Start of DATASET ROWS
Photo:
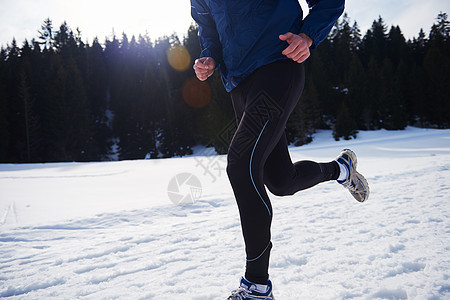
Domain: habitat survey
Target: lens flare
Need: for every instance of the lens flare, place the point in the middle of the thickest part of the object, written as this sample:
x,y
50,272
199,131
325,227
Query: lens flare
x,y
196,93
179,58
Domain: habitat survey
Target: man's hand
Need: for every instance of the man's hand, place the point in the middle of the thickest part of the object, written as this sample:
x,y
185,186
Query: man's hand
x,y
204,67
298,49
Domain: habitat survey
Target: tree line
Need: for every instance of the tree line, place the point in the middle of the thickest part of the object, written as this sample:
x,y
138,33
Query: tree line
x,y
62,99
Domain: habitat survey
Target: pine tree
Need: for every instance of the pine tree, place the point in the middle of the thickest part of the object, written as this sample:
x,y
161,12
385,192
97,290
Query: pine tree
x,y
46,35
4,134
345,125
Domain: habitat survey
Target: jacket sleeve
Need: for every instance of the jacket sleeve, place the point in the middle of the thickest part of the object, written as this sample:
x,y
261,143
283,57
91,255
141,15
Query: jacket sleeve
x,y
321,18
207,32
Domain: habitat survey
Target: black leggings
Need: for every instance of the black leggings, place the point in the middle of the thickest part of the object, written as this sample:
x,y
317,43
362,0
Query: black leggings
x,y
258,156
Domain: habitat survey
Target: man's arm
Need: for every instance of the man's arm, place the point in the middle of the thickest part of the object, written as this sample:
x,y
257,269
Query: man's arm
x,y
207,33
316,26
321,18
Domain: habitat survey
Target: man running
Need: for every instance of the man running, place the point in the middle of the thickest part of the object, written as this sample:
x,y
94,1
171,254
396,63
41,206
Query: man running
x,y
259,47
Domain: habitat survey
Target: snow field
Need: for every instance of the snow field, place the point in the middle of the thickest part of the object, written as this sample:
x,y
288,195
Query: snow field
x,y
109,230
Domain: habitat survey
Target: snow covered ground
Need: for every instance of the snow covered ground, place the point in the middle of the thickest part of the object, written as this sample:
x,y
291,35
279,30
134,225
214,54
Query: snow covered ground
x,y
110,230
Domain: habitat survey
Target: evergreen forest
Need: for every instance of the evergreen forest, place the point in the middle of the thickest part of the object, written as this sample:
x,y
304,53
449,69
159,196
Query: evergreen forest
x,y
63,99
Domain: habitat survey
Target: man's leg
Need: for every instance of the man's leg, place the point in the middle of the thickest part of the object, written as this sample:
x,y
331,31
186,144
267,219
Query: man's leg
x,y
282,177
268,97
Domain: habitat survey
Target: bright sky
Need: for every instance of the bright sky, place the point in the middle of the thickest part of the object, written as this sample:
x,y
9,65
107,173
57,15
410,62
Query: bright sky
x,y
23,18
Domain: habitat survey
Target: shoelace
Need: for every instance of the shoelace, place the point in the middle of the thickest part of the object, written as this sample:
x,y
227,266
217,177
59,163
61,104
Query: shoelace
x,y
239,294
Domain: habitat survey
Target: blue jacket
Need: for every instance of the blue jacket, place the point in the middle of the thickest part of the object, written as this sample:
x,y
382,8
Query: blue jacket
x,y
242,35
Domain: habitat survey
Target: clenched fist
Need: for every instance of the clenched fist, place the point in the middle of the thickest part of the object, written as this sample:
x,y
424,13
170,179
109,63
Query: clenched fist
x,y
204,67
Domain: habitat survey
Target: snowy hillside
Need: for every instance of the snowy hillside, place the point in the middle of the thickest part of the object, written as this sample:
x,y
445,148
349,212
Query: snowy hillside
x,y
110,230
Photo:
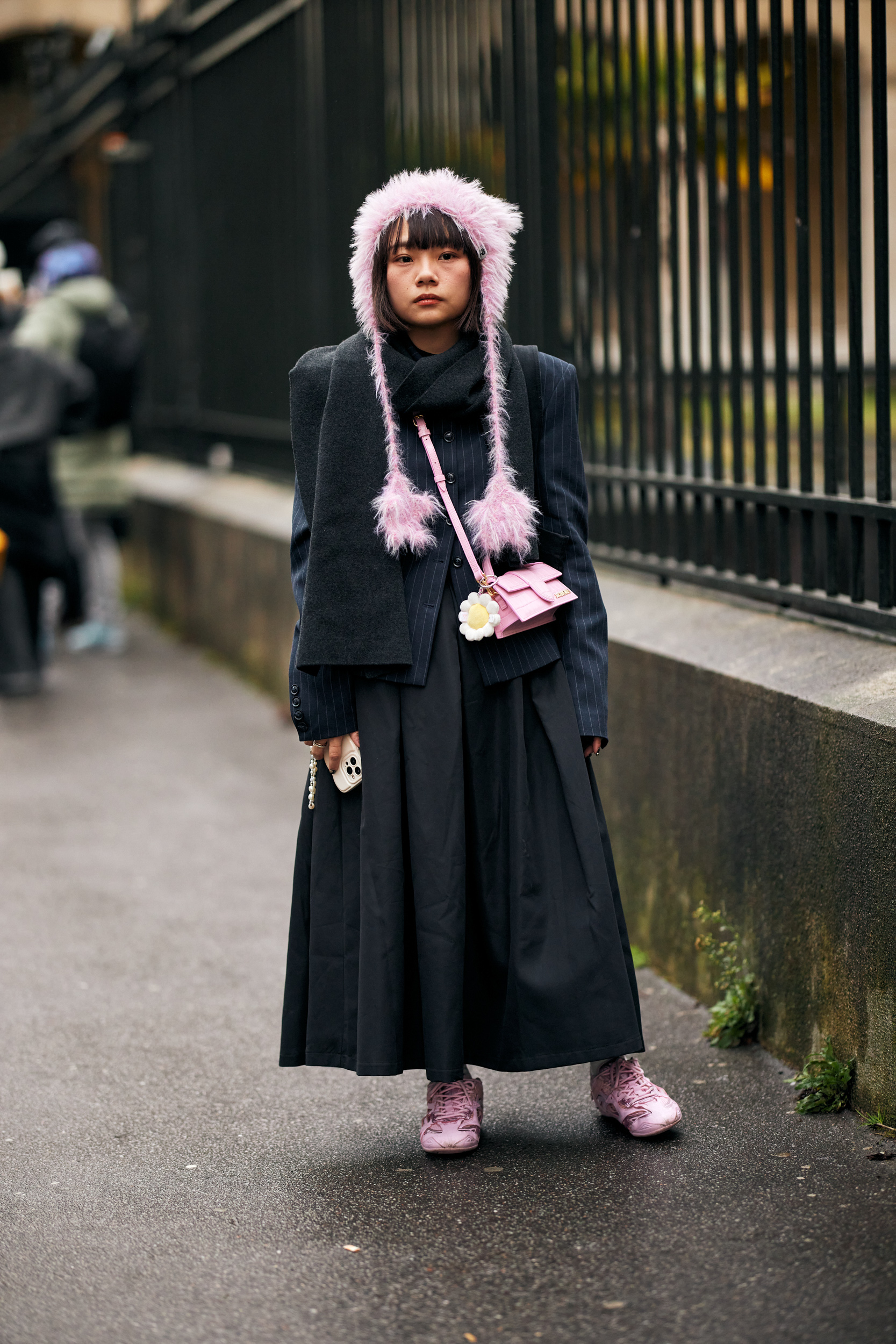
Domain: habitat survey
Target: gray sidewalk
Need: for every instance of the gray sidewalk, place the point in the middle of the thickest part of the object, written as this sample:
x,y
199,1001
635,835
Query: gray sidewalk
x,y
163,1181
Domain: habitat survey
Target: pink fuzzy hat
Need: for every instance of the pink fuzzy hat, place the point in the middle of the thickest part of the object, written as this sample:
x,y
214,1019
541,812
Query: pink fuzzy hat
x,y
505,515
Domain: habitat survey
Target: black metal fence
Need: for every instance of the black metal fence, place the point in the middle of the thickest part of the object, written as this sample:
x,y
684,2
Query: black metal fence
x,y
706,195
723,182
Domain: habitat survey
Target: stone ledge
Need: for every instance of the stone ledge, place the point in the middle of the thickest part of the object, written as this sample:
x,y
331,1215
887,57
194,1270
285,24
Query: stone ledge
x,y
752,760
752,764
824,666
248,502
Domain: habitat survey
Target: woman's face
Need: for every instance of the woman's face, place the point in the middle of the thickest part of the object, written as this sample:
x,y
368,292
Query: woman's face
x,y
429,289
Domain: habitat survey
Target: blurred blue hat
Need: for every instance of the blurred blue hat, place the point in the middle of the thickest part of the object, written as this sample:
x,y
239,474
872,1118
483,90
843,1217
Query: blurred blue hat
x,y
66,262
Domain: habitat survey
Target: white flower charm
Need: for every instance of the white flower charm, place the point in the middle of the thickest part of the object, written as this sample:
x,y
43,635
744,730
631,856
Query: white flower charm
x,y
478,616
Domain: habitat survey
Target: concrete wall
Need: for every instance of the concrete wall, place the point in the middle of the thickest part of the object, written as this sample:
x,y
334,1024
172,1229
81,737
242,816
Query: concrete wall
x,y
751,761
209,555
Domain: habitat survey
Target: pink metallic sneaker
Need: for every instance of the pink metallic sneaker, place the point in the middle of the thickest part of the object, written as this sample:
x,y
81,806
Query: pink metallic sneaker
x,y
453,1117
622,1093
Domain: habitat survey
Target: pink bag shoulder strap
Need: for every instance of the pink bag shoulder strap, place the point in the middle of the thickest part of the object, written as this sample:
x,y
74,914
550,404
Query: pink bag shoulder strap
x,y
484,577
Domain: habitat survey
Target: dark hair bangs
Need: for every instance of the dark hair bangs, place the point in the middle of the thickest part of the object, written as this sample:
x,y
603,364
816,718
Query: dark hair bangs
x,y
428,230
424,232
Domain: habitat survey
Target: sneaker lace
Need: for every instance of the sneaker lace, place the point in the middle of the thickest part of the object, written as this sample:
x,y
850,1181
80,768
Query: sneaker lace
x,y
633,1089
449,1103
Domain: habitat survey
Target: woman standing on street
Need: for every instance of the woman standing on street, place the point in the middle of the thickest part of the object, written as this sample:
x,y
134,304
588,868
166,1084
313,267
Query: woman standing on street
x,y
461,906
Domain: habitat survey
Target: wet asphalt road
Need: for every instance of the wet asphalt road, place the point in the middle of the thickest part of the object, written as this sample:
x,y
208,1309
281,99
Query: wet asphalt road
x,y
163,1181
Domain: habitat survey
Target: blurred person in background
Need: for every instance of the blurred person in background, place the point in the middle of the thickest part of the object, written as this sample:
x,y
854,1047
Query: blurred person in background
x,y
11,294
78,315
41,396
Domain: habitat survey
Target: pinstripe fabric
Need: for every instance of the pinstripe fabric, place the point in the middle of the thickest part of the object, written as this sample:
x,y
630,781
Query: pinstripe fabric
x,y
323,705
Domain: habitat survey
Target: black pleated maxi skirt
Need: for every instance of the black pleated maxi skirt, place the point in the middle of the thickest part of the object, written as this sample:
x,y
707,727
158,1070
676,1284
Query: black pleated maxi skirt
x,y
461,906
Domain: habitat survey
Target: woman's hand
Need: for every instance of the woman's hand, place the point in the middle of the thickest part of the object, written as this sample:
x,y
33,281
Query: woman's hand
x,y
331,749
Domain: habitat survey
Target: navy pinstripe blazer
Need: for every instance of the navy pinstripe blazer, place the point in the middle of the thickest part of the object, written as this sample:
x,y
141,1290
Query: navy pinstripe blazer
x,y
323,705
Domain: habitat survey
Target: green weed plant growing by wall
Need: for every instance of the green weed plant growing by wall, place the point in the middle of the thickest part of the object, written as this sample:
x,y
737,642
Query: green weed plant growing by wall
x,y
733,1020
824,1082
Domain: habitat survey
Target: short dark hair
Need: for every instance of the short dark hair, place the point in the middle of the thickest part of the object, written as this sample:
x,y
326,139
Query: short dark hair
x,y
425,230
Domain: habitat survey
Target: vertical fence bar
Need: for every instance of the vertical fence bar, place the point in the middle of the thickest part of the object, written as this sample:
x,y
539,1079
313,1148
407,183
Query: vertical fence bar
x,y
587,313
735,378
757,319
571,205
636,232
675,269
693,277
605,252
658,389
622,273
801,127
828,300
881,295
637,257
779,246
712,249
856,397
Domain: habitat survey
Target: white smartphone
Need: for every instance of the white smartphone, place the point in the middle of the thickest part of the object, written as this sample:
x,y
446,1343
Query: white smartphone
x,y
348,775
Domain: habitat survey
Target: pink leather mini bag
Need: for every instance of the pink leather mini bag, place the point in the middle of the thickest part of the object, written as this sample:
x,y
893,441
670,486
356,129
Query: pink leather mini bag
x,y
526,598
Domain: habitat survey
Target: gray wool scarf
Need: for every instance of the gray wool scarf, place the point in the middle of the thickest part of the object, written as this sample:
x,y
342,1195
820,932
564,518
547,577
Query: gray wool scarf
x,y
354,613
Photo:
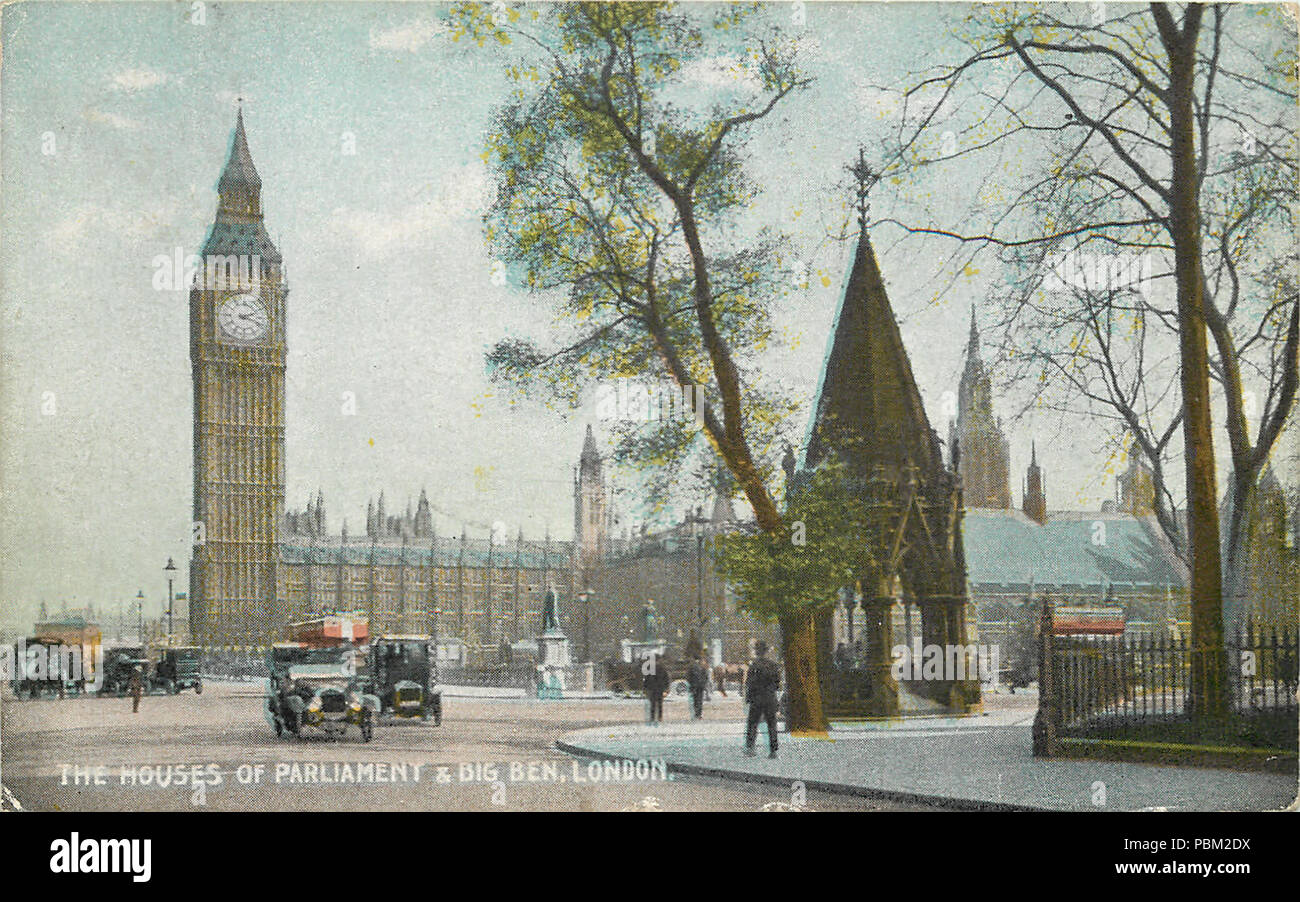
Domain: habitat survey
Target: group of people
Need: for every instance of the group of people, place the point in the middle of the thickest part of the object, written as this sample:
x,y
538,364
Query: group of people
x,y
761,688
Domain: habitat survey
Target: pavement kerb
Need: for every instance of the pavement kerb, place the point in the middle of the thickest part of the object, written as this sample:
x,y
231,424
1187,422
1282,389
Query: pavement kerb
x,y
817,785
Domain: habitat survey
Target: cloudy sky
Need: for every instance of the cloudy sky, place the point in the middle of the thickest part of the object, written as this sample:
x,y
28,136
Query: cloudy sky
x,y
116,122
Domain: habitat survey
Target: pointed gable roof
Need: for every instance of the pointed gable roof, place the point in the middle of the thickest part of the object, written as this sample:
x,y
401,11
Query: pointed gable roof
x,y
869,408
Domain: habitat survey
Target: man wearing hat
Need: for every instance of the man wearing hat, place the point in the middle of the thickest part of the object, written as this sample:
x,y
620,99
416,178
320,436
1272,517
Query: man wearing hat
x,y
761,686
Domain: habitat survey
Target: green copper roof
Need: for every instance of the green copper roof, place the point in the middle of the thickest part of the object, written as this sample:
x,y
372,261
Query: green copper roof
x,y
1006,549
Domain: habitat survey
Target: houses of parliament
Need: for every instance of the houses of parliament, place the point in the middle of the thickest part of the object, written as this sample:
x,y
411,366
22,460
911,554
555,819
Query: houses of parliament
x,y
260,566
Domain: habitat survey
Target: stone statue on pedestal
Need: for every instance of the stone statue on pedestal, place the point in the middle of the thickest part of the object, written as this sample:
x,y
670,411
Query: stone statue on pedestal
x,y
650,628
550,614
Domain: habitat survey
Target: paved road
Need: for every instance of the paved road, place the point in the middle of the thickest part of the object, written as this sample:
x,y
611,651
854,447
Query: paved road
x,y
488,754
End of DATASET ROWS
> TASK STATEMENT: Show each line of the listing above that contains the word "skirt". Case counts.

> CORRECT OUTPUT:
Target: black pleated maxi skirt
Need: for every instance of the black pleated maxi skirt, place the point in the middle of the thickest part of the object, written as this sample:
Query: black pleated maxi skirt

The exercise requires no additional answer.